Count the lines below that contain the word "sweater". Reply with the number alone.

* Start Data provided *

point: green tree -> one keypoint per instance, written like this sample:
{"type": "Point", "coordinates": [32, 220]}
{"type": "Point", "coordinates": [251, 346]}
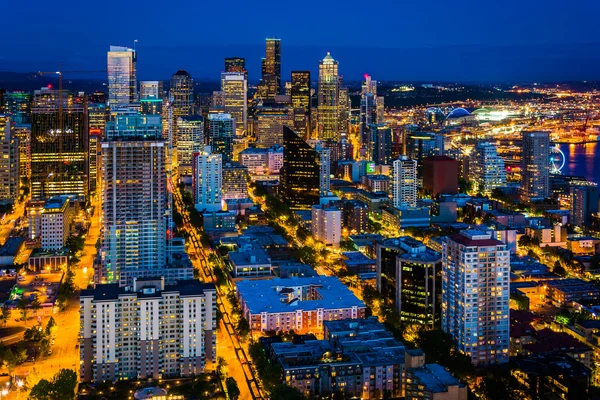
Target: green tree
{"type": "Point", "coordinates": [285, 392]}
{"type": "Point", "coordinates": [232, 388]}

* End Data provided *
* Start Data provided *

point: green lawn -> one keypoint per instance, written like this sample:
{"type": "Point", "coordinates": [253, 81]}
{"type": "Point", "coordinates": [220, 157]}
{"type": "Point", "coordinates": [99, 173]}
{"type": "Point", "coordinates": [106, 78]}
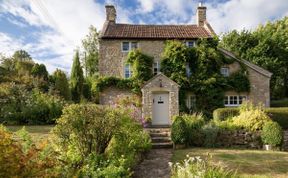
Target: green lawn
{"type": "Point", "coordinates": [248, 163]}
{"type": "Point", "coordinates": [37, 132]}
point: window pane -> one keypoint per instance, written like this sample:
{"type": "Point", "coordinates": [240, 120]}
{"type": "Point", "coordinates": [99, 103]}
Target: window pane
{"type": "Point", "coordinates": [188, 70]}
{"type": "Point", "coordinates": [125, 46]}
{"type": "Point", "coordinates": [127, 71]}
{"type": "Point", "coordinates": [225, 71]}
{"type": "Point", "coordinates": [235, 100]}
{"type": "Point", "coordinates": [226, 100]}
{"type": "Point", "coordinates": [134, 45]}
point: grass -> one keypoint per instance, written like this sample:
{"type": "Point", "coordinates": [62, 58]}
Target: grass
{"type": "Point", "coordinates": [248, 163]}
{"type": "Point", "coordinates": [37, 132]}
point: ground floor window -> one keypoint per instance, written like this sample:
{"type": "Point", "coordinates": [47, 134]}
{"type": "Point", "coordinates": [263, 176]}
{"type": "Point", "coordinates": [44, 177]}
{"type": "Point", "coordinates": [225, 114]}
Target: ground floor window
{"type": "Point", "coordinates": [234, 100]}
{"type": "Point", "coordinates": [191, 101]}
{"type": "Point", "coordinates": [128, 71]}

* End Data provided *
* Start Data provided *

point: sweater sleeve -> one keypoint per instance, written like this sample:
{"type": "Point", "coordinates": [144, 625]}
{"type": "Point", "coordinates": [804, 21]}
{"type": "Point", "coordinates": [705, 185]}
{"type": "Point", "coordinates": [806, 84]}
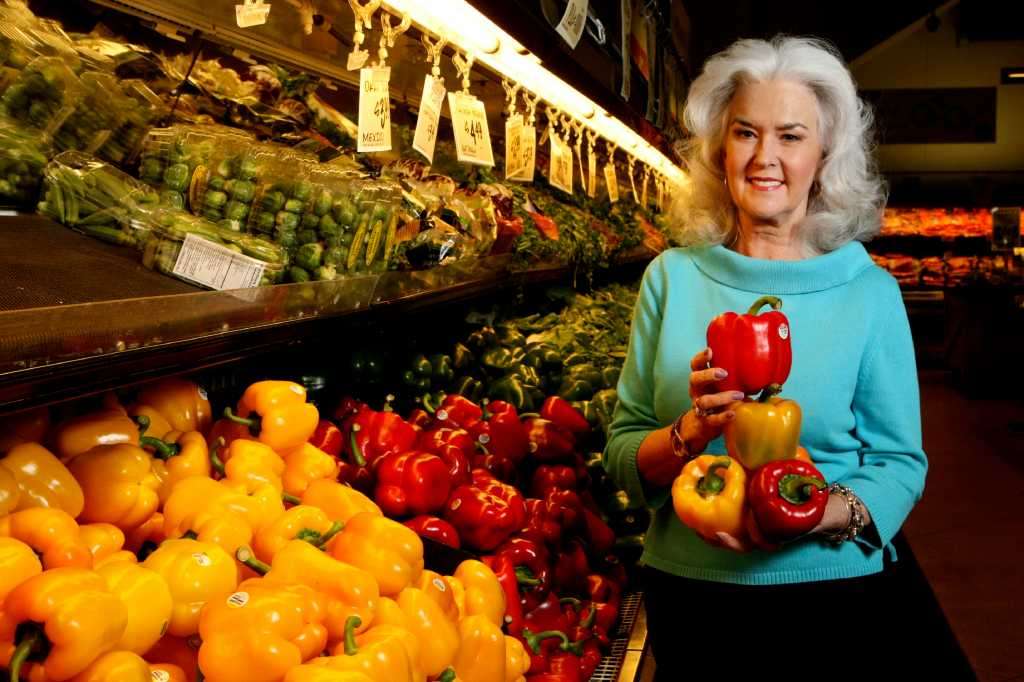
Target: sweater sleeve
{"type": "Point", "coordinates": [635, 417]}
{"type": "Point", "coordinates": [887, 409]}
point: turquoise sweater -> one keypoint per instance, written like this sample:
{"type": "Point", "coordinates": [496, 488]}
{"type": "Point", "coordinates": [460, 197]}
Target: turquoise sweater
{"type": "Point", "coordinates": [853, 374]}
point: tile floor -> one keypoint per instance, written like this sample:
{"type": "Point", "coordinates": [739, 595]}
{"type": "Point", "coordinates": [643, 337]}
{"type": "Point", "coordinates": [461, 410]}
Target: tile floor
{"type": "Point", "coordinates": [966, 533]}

* End Data provided *

Response for this exercise = 4